Task set -
1. Summarize the botnet excerpt in two sentences.
2. Carry on the botnet excerpt from the point where it stops.

From The Honeynet Project & Research Alliance’s “Know your Enemy: Tracking Botnets” (13 March 2005):
A botnet is a network of compromised machines that can be remotely controlled by an attacker. … With the help of honeynets we can observe the people who run botnets … Due to the wealth of data logged, it is possible to reconstruct the actions of attackers, the tools they use, and study them in detail. …
We have identified many different versions of IRC-based bots … The bot joins a specific IRC channel on an IRC server and waits there for further commands. This allows an attacker to remotely control this bot and use it for fun and also for profit. Attackers even go a step further and bring different bots together. Such a structure, consisting of many compromised machines which can be managed from an IRC channel, is called a botnet. IRC is not the best solution since the communication between bots and their controllers is rather bloated, a simpler communication protocol would suffice. But IRC offers several advantages: IRC Servers are freely available and are easy to set up, and many attackers have years of IRC communication experience.
… Even a relatively small botnet with only 1000 bots can cause a great deal of damage. These 1000 bots have a combined bandwidth (1000 home PCs with an average upstream of 128KBit/s can offer more than 100MBit/s) that is probably higher than the Internet connection of most corporate systems. In addition, the IP distribution of the bots makes ingress filter construction, maintenance, and deployment difficult. In addition, incident response is hampered by the large number of separate organizations involved. Another use for botnets is stealing sensitive information or identity theft: Searching some thousands home PCs for password.txt, or sniffing their traffic, can be effective.
The spreading mechanisms used by bots is a leading cause for “background noise” on the Internet, especially on TCP ports 445 and 135. … These malware scan large network ranges for new vulnerable computers and infect them, thus acting similar to a worm or virus. … most traffic targets the ports used for resource sharing on machines running all versions of Microsoft’s Windows operating system …
The traffic on these four ports [445/TCP, 139/TCP, 137/UDP, 135/TCP] cause more then 80 percent of the whole traffic captured. …
- Number of botnets
… able to track little more than 100 botnets during the last four months. … at the moment we are tracking about 35 active botnets.

Supplied records -

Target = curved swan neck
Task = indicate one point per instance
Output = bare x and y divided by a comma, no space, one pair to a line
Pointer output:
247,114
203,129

Answers in order -
1. A botnet is a network of compromised machines under an attacker's remote control, and the IRC-based bots studied join an IRC channel and wait there for commands; honeynets let researchers observe botnet operators and reconstruct their actions and tools. Even a botnet of 1000 bots can do great damage through its combined bandwidth and can be used to steal sensitive information, while bot spreading is a leading cause of Internet "background noise," with four ports causing more than 80 percent of the captured traffic.

2.
- Number of hosts
During these few months, we saw 226,585 unique IP addresses joining at least one of the channels we monitored. … If an IRCd is modified not to show joining clients in a channel, we don’t see IPs here. Furthermore some IRCds obfuscate the joining clients IP address and obfuscated IP addresses do not count as seen, too. … this would mean that more then one million hosts are compromised and can be controlled by malicious attackers.
- Typical size of Botnets
Some botnets consist of only a few hundred bots. In contrast to this, we have also monitored several large botnets with up to 50.000 hosts. … botnets with over several hundred thousands hosts have been reported in the past. … We know about a home computer which got infected by 16 (sic!) different bots, so its hard to make an estimation about world bot population here.
- Dimension of DDoS-attacks
From the beginning of November 2004 until the end of January 2005, we were able to observe 226 DDoS-attacks against 99 unique targets.
- Spreading of botnets
“.advscan lsass 150 5 0 -r -s” and other commands are the most frequent observed messages. Through this and similar commands, bots spread and search for vulnerable systems.
- Harvesting of information
… harvesting of information from all compromised machines. With the help of a command like “.getcdkeys” the operator of the botnet is able to request a list of CD-keys (e.g. for Windows or games) from all bots.
- “Updates” within botnets
… observed updates of botnets quite frequently. … bots are instructed to download a piece of software from the Internet and then execute it. … bots can be dynamically updated and be further enhanced. … In total, we have collected 329 binaries. … Most of the other binary files are either adware …, proxy servers … or Browser Helper Objects.